### Directions:
Write out the entries below without any changes, starting at the line containing "Q: In the photo above, mark the moss-covered" and continuing down through the line containing "x=772, y=241", both included.

(Point annotation entries)
####################

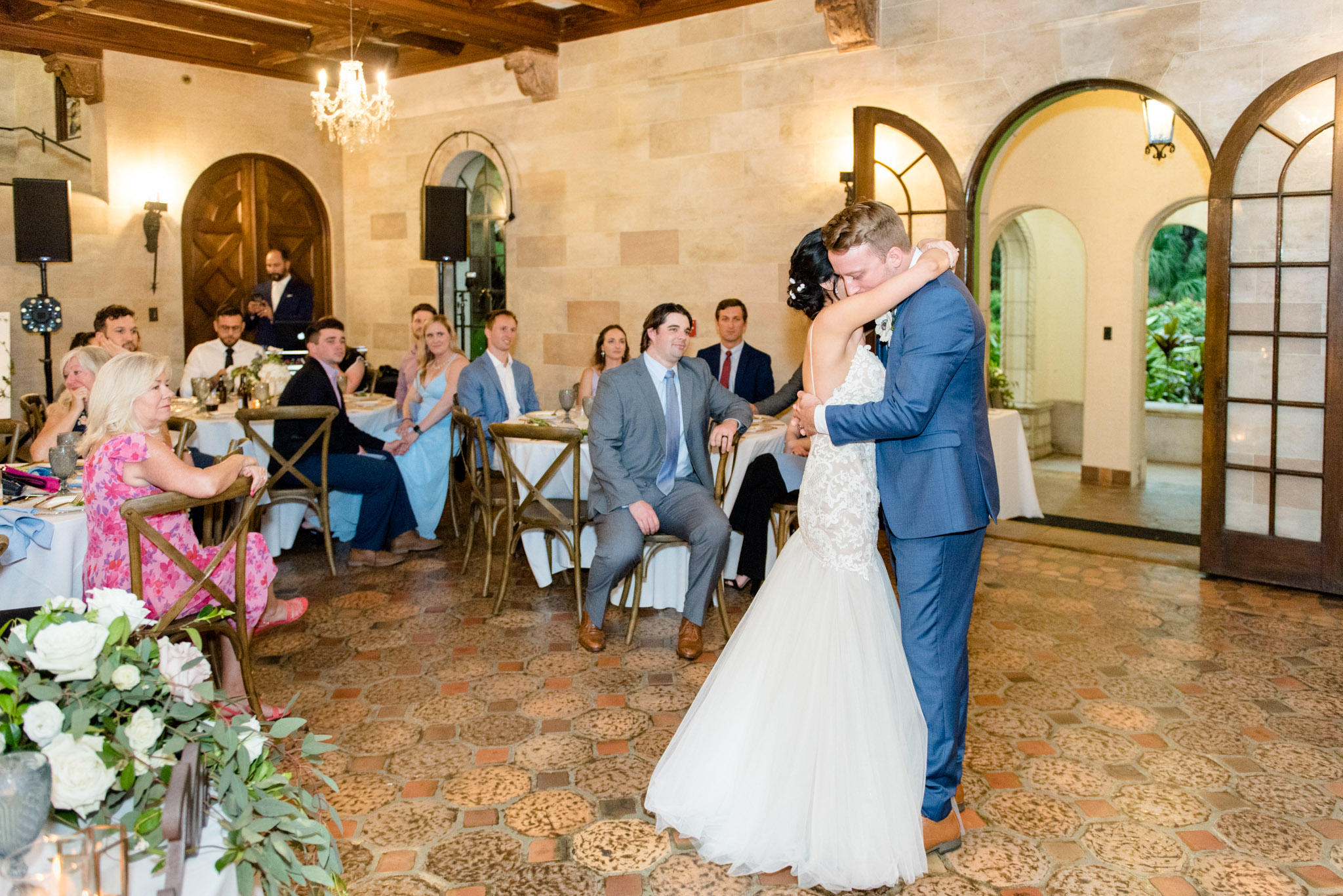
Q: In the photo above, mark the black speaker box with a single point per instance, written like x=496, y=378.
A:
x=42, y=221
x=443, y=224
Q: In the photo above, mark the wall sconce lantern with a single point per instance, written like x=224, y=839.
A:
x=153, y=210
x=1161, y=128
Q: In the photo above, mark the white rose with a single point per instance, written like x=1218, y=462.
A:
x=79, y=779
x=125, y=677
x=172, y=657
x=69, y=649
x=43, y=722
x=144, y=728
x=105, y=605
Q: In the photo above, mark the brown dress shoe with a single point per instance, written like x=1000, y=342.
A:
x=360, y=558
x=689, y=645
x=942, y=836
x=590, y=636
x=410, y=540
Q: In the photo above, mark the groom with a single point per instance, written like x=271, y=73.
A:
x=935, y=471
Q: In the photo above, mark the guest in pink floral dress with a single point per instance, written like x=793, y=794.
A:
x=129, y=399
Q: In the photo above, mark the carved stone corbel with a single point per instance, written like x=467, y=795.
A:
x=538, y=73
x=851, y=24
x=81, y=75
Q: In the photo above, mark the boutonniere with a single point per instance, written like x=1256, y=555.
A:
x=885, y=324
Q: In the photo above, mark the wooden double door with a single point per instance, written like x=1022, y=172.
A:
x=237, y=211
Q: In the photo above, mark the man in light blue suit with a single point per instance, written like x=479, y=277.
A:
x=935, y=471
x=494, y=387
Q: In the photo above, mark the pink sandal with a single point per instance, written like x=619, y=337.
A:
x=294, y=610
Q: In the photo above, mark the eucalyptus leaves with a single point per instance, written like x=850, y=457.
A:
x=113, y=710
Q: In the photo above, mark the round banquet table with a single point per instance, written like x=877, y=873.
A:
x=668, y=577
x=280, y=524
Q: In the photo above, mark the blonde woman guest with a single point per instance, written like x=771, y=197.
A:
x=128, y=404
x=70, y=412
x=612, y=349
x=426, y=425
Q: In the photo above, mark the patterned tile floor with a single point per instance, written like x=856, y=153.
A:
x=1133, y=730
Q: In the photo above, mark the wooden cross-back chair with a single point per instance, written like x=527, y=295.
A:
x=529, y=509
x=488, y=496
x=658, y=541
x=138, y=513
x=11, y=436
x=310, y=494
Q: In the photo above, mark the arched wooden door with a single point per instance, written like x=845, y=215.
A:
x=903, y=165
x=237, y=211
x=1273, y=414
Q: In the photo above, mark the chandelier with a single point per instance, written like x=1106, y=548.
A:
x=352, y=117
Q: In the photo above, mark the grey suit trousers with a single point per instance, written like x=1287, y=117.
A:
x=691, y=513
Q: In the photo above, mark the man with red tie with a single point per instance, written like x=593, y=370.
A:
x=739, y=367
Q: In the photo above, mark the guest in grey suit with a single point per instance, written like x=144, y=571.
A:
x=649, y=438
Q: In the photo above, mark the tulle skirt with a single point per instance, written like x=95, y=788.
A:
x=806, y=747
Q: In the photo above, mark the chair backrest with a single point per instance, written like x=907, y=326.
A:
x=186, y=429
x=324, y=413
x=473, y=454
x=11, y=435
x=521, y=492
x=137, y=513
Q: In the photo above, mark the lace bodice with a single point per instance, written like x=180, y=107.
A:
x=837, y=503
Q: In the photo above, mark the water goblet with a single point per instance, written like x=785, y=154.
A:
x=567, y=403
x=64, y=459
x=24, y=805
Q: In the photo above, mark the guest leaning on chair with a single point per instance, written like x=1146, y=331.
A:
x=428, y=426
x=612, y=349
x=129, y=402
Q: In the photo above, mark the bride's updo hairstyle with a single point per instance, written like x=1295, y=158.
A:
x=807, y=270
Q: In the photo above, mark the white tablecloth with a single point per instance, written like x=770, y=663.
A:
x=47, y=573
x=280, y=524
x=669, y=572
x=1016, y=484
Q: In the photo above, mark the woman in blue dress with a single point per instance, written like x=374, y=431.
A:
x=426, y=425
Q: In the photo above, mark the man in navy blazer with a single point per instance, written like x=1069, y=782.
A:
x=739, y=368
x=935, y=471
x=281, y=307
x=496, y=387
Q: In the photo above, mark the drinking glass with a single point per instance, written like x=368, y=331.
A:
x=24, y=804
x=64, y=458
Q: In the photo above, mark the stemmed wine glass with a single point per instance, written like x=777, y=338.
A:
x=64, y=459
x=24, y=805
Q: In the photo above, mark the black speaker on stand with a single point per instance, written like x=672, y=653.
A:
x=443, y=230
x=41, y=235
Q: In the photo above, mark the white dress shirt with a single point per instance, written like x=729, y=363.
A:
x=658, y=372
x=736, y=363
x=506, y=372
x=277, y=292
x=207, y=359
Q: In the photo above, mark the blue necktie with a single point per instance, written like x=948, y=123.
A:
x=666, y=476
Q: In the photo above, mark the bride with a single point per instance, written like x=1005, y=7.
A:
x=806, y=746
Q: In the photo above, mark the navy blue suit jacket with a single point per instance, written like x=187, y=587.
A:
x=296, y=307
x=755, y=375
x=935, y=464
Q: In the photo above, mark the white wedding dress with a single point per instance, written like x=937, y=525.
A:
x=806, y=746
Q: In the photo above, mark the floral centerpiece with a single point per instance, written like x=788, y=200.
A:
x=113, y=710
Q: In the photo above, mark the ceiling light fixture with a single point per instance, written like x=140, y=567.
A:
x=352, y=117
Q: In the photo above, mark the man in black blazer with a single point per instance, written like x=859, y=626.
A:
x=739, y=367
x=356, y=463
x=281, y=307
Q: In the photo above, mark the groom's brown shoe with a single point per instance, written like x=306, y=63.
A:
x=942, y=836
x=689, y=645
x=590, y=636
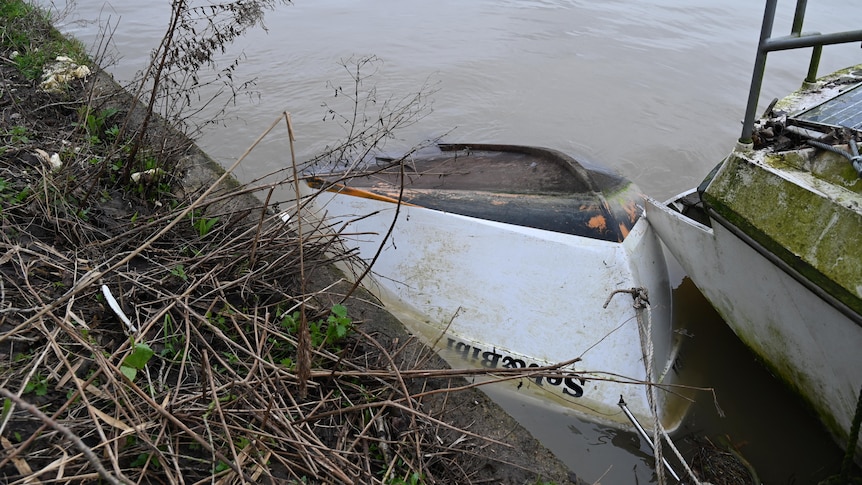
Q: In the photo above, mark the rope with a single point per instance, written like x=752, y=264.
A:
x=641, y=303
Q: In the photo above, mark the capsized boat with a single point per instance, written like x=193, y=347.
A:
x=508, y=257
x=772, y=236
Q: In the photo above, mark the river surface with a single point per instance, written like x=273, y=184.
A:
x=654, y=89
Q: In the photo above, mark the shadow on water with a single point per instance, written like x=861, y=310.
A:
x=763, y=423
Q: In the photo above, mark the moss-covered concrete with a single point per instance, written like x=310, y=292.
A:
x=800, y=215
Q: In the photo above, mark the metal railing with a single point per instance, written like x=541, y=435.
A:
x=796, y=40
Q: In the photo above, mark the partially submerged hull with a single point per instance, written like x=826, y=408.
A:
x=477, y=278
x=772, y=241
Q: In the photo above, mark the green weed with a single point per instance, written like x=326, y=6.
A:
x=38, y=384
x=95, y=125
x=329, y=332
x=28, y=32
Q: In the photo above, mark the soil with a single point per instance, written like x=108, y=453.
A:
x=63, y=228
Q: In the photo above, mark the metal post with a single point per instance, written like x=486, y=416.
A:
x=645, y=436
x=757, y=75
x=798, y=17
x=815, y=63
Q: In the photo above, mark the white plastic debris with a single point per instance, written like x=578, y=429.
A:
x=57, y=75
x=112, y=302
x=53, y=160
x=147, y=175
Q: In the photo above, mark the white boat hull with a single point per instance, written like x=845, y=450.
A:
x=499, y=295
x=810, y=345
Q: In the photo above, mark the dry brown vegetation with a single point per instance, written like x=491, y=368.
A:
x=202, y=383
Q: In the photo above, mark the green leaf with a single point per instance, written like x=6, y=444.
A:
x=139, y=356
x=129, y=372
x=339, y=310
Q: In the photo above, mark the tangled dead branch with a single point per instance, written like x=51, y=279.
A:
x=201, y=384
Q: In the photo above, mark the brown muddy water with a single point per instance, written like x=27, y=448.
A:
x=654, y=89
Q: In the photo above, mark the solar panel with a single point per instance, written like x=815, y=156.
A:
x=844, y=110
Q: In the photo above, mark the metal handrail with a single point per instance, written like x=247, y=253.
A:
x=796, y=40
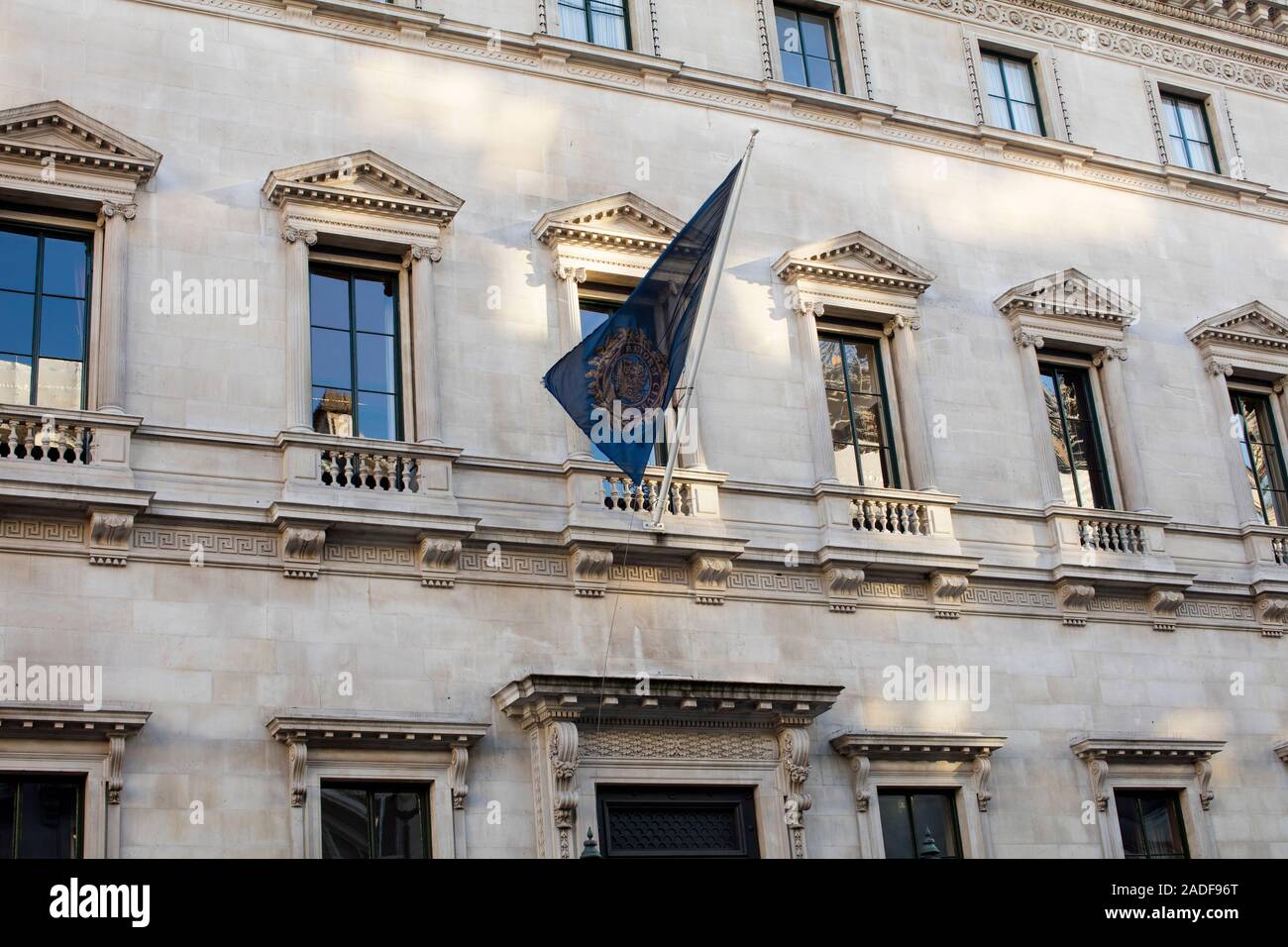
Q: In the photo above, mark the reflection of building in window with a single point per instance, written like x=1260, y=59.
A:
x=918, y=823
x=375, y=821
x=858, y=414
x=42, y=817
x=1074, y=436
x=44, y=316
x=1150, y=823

####################

### Task answer:
Q: In the photo above, mark the moss-covered concrete with a single point per instance, written like x=310, y=292.
A:
x=800, y=215
Q: In the photo above, mark the metal railing with a single point per instance, written like x=541, y=435.
A:
x=796, y=40
Q: In the photo above, mark the partially submerged hull with a single point per instance, written like x=826, y=408.
A:
x=477, y=278
x=772, y=241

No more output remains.